### OBJECTIVE
Arrange the entries below as a Markdown table with the columns "Row" and "Line," starting with the line that contains "TARGET: white tile wall" and going on through the end of the entries. Number each row and leave out blank lines.

### DATA FOR THE TASK
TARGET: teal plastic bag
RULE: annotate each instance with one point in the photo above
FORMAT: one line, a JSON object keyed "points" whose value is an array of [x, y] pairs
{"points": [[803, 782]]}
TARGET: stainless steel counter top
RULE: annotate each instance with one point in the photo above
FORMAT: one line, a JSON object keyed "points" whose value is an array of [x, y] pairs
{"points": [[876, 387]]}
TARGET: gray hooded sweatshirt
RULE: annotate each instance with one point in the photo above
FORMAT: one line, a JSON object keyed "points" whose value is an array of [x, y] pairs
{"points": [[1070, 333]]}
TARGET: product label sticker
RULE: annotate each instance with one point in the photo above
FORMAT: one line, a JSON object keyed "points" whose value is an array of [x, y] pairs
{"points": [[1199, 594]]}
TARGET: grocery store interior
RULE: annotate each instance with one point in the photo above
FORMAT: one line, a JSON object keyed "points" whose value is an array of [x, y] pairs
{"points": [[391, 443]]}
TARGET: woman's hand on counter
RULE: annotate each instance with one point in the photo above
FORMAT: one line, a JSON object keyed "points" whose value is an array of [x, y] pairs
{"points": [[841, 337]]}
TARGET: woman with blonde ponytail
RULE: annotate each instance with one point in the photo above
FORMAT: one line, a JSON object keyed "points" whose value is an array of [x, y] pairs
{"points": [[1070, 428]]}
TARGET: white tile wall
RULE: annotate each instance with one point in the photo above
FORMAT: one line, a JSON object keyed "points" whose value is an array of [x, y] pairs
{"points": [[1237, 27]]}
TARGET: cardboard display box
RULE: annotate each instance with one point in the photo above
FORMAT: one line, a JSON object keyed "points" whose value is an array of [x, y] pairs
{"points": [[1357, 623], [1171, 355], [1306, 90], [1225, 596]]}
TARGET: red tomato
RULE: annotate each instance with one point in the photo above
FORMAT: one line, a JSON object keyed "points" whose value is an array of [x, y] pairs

### IN RESPONSE
| Row | Line |
|---|---|
| 1 | TARGET: white tile wall |
| 2 | RULE: annotate each instance with one point in the photo above |
| 3 | FORMAT: one line, a JSON object keyed "points" whose value is an array of [x, y] pairs |
| 4 | {"points": [[1237, 27]]} |
| 5 | TARGET: cardboard display box |
| 6 | RULE: annotate each instance with one point in the photo above |
| 7 | FORMAT: one line, a JSON object keyed "points" whose value is an array of [x, y] pairs |
| 8 | {"points": [[1357, 623], [1171, 355], [1306, 90], [1225, 596]]} |
| 9 | TARGET: red tomato |
| 10 | RULE: annotate each instance with one point in the photo above |
| 11 | FORMAT: one line, a JSON object keyed "points" whose value is an array of [x, y] pairs |